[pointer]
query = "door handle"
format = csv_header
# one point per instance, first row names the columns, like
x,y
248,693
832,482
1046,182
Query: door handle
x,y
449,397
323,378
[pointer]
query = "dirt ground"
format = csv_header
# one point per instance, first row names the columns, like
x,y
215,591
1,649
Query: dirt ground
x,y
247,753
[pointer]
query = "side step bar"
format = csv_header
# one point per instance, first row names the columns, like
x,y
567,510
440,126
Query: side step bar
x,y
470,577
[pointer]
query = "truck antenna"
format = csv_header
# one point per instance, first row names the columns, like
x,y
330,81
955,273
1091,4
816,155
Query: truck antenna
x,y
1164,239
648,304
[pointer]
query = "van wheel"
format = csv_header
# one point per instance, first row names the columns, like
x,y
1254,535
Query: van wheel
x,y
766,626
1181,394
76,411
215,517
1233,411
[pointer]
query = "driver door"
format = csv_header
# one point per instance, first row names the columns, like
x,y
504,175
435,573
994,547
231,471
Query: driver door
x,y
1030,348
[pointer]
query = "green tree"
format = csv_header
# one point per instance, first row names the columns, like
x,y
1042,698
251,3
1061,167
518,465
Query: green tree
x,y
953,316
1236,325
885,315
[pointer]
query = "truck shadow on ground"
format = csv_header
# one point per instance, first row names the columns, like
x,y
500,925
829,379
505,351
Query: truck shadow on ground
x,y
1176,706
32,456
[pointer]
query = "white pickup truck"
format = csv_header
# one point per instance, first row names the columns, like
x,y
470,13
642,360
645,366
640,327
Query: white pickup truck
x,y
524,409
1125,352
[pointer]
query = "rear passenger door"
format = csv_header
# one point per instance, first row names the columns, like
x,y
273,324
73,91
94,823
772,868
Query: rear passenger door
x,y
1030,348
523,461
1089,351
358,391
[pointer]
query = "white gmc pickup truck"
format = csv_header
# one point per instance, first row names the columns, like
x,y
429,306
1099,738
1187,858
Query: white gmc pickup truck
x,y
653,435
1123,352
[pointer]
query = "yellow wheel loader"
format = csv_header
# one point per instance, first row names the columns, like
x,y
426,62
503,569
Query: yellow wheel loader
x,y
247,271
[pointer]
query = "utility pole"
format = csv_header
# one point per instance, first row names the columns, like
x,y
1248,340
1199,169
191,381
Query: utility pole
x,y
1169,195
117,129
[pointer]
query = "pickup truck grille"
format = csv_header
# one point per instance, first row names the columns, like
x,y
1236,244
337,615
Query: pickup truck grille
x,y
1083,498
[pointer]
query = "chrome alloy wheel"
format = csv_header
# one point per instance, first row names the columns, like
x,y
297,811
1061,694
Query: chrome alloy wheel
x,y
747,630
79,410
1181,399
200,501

=-=-=-=-=

◆ Task details ◆
Locate each line in the items containing the string "wheel", matching case, and copy those lines in full.

◆ Correct response ◆
query = "van wheel"
Query: van wheel
query = "yellow wheel loader"
Query: yellow wheel loader
query = "chrome alloy wheel"
Query: chrome alloy wheel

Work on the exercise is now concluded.